EXTRAIT FOURNI
====

Arrivé au tour de Mme Heide Kotzmuth, cette dernière
a accepté
conditionnellement l’offre de «bloc protégé»
faite par Mme Comte,
ce même mercredi 24 août, mais dans l’attente de la réponse du plaignant qui
revenait de vacances le lendemain et qui avait toujours priorité
;
15.9. Le jeudi 25 août 2011, vers 17 heures , Mme Comte s’en est donc allée trouver le plaignant, qui travaillait alors au comptoir des jeunes au 3 e étage de la Bibliothèque interculturelle (voir le plan sous V-4 d)) ;
15.10. Elle affirme lui avoir demandé verbalement s’il était intéressé par le «bloc protégé» qui était disponible à compter du 6 septembre 2011 ;
15.11. Le plaignant lui a alors refusé l’offre de «bloc protégé» et ce, à cause de ses cours ;
15.12. Du même coup, Mme Comte lui a aussi offert 3 remplacements dans les semaines suivantes, pour des mardi, mercredi et jeudi ;
15.13. La réponse du plaignant, à cette autre offre, fût aussi négative ;
15.14. C’est alors que cette même chef de section s’en est allée trouver Mme Heide Kotzmuth, qui travaillait au rez-de-chaussée et qui s’est empressée d’accepter l’offre du «bloc protégé» en litige (mardi p.m.).
[16] Essentiellement, il s’agit pour l’arbitre soussignée de décider si l’Employeur (Ville) a ou non contrevenu à la Lettre d’entente EV 96-94 (pièce V-1), en offrant ou non au plaignant le «bloc protégé» du mardi (de 12h à 18h), qui est devenu disponible, à l’automne 2011, suite à la demande de congé à temps partiel pour études de Mme Annelise Carle (bloc #8) :
16.1. Le plaignant alléguant qu’une telle offre de «bloc protégé» ne lui a pas été faite, ni par écrit, ni verbalement (tel que cela appert de son témoignage, résumé dans la section II de la présente sentence arbitrale) ;
16.2. Alors que la chef de section , Mme Valérie Comte, affirme le lui avoir offert et avoir obtenu un «non» comme réponse du plaignant (comme en fait foi son témoignage, cette fois-ci résumé dans la section III ci-haut).
[17]
Fondamentalement, la réponse à la
question en litige ci-haut formulée repose
sur
la crédibilité des témoignages
des 2 protagonistes susmentionnés, de sorte
que je crois utile de rappeler, d’entrée de jeu, les 8 critères que mon
collègue arbitre Richard Marcheterre a énumérés dans sa sentence du 26 juin
1986, souvent citée,
Syndicat des employé(e)s de Casavant frères ltée c.

====

DONNÉES FOURNIES

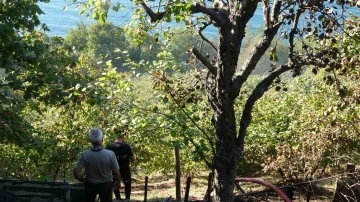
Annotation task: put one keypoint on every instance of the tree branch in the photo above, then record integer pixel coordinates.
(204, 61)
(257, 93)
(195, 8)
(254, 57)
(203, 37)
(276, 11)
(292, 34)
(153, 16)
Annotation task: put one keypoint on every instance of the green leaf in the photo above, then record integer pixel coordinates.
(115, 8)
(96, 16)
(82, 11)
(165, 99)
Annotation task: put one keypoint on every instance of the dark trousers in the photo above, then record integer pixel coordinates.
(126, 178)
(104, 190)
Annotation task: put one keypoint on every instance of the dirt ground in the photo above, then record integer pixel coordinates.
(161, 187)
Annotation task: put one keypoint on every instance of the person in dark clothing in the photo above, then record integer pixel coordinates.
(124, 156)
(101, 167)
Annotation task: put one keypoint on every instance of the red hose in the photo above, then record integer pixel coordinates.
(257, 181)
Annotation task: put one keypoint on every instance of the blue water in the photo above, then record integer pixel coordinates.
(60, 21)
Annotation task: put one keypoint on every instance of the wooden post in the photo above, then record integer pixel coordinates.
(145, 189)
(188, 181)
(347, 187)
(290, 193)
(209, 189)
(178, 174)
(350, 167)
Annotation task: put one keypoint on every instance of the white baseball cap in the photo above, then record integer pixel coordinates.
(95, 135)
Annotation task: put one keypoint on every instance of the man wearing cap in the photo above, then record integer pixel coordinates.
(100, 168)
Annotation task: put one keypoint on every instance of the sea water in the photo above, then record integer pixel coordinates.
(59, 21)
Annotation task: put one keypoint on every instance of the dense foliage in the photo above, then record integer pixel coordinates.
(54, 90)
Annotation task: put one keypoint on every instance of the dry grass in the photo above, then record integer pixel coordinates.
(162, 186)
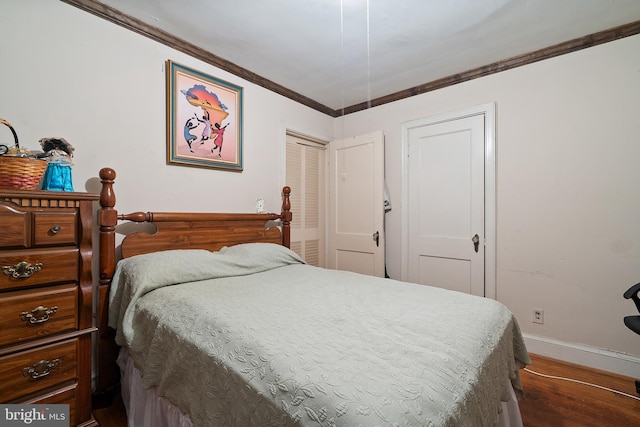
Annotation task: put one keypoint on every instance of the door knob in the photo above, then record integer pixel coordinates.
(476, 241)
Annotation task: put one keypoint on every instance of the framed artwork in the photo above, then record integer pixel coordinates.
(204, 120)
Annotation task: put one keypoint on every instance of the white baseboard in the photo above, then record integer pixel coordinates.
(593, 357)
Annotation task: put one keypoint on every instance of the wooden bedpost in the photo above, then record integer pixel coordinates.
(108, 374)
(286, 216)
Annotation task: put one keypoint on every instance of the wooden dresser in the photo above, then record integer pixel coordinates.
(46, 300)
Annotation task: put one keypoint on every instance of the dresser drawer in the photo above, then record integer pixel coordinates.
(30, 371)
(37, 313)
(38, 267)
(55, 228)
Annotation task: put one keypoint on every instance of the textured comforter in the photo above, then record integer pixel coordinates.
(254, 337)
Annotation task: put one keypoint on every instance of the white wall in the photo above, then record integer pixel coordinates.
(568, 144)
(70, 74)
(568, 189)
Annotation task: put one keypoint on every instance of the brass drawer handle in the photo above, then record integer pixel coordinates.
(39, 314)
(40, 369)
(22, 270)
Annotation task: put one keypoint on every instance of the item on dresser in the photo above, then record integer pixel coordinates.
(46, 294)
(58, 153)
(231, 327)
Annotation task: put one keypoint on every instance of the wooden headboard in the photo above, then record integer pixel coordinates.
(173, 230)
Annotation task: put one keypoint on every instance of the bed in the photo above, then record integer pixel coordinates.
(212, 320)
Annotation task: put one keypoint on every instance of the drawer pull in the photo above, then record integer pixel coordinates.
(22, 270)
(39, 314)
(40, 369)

====

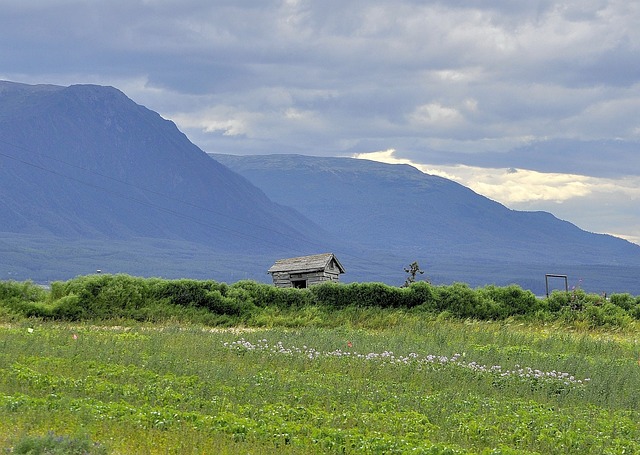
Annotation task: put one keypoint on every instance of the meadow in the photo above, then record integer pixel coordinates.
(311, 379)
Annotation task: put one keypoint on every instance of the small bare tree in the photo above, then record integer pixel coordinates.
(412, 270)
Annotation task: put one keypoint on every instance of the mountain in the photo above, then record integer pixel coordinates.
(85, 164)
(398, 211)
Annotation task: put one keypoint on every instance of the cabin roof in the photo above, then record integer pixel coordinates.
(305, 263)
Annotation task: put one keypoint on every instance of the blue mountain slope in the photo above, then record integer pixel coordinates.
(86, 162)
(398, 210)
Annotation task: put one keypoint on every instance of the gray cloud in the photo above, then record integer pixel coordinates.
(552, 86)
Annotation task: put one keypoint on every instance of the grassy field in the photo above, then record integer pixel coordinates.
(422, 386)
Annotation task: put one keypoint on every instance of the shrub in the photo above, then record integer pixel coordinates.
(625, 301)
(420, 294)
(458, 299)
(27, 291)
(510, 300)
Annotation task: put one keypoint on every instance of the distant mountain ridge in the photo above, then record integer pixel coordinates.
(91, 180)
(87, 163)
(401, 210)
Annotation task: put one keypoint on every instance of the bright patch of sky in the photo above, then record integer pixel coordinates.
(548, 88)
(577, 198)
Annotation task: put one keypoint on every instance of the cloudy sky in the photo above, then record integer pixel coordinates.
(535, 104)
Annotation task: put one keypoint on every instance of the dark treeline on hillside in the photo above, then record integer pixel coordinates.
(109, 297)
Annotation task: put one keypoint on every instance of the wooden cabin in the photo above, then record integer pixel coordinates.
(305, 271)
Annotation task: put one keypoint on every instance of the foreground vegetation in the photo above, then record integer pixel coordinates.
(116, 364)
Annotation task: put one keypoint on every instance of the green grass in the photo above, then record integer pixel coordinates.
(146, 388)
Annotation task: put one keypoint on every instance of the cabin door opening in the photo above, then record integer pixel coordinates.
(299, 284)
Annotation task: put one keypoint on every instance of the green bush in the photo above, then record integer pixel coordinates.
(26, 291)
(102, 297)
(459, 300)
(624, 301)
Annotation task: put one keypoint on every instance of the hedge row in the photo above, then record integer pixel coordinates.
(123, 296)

====

DÉFIS
[A] D'après l'extrait fourni, pourquoi le plaignant a-t-il refusé l'offre de « bloc protégé » ?
[B] Reprenez le passage de l'extrait fourni qui commence par « [16] Essentiellement, il » et va jusqu'à « section III ci-haut). », en remplaçant « plaignant » par « salarié ».

RÉPONSES PAR TÂCHE
[A] Il l'a refusée à cause de ses cours.

[B]
[16] Essentiellement, il s’agit pour l’arbitre soussignée de décider si l’Employeur (Ville) a ou non contrevenu à la Lettre d’entente EV 96-94 (pièce V-1), en offrant ou non au salarié le «bloc protégé» du mardi (de 12h à 18h), qui est devenu disponible, à l’automne 2011, suite à la demande de congé à temps partiel pour études de Mme Annelise Carle (bloc #8) :
16.1. Le salarié alléguant qu’une telle offre de «bloc protégé» ne lui a pas été faite, ni par écrit, ni verbalement (tel que cela appert de son témoignage, résumé dans la section II de la présente sentence arbitrale) ;
16.2. Alors que la chef de section , Mme Valérie Comte, affirme le lui avoir offert et avoir obtenu un «non» comme réponse du salarié (comme en fait foi son témoignage, cette fois-ci résumé dans la section III ci-haut).